Every entry needs to be printed exactly, please.

▶

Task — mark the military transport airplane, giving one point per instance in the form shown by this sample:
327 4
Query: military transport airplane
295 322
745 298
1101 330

◀

# [Final result]
Task — mark the military transport airplane, giving one point per instance in the form shown by this sample:
327 4
Query: military transport airplane
295 322
745 298
1101 330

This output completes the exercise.